> Brief: Copy the part of the records that begins with the line containing "An AR overlay system needs to highlight the gray" and ends with the line containing "xmin=65 ymin=173 xmax=572 ymax=900", including both of those lines. Offset every pixel coordinate in the answers by 24, and keep all other lines unchanged.

> Records for this task:
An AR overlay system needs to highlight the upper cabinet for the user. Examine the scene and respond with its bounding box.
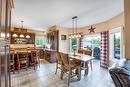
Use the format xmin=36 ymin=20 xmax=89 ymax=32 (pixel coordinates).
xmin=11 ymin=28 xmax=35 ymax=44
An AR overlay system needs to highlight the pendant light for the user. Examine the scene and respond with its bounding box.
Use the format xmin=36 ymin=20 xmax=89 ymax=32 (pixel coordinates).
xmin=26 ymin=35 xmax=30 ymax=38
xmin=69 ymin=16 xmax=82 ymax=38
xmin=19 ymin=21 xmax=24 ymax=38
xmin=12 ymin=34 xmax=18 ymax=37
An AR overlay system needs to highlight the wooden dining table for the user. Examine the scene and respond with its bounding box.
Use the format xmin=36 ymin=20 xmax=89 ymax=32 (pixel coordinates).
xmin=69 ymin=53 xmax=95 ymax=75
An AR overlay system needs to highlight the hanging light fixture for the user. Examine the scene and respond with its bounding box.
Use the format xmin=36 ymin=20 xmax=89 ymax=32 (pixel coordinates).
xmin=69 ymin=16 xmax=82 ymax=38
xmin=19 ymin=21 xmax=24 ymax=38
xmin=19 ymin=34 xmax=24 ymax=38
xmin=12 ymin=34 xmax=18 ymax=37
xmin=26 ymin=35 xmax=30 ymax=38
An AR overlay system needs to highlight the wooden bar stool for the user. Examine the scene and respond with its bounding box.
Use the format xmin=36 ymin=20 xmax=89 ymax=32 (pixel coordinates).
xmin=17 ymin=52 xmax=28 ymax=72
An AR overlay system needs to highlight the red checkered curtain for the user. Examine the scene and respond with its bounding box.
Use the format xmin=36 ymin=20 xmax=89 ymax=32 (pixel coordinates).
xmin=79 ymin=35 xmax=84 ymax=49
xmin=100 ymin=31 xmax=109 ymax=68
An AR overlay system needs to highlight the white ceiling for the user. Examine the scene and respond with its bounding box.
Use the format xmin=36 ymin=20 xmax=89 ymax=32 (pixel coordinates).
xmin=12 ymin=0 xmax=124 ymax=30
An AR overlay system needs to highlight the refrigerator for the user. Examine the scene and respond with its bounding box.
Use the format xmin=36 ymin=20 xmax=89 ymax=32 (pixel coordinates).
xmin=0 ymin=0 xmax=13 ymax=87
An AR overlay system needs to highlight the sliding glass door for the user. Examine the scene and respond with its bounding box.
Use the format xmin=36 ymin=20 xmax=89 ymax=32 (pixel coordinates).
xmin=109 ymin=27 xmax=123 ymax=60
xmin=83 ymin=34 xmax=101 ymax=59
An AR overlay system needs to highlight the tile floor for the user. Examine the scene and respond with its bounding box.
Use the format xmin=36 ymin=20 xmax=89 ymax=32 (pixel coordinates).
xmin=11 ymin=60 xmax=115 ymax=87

==

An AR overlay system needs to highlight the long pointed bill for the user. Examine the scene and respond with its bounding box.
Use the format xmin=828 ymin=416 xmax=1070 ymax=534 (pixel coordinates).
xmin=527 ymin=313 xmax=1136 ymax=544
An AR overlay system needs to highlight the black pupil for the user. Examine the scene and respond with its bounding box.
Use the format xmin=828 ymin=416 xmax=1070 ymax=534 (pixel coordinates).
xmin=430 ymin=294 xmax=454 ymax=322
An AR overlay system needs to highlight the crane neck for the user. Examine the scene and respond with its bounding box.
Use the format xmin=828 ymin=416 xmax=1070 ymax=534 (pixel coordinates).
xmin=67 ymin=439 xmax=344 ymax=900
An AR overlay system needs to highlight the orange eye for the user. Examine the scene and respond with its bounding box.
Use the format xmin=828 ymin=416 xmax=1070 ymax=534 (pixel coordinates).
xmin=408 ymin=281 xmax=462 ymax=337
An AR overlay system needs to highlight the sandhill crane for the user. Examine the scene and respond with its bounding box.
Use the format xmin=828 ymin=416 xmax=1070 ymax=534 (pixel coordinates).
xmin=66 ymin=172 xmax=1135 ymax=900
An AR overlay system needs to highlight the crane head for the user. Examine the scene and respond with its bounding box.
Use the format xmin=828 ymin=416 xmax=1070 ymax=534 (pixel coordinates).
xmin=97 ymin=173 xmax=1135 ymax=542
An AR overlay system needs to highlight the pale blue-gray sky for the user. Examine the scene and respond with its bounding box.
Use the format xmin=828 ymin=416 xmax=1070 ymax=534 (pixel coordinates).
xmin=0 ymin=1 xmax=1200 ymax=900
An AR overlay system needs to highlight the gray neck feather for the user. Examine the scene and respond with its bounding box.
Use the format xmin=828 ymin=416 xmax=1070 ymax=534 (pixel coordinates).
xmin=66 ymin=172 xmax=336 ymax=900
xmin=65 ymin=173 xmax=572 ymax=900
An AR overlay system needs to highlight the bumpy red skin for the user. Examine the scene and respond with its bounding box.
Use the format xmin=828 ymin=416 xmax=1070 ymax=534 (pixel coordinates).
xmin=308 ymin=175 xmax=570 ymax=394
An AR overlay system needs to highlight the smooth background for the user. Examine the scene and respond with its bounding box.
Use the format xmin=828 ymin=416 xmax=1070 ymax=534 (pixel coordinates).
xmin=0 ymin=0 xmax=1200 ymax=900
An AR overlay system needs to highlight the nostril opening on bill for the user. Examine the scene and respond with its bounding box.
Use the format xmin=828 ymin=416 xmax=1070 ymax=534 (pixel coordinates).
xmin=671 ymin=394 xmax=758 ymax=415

> Result of the task:
An AR overlay system needs to highlight the gray neck feather for the user. Examine the scene and respond with its bounding box.
Use the format xmin=828 ymin=416 xmax=1070 ymax=534 (pixel coordinates).
xmin=90 ymin=196 xmax=360 ymax=924
xmin=89 ymin=197 xmax=596 ymax=924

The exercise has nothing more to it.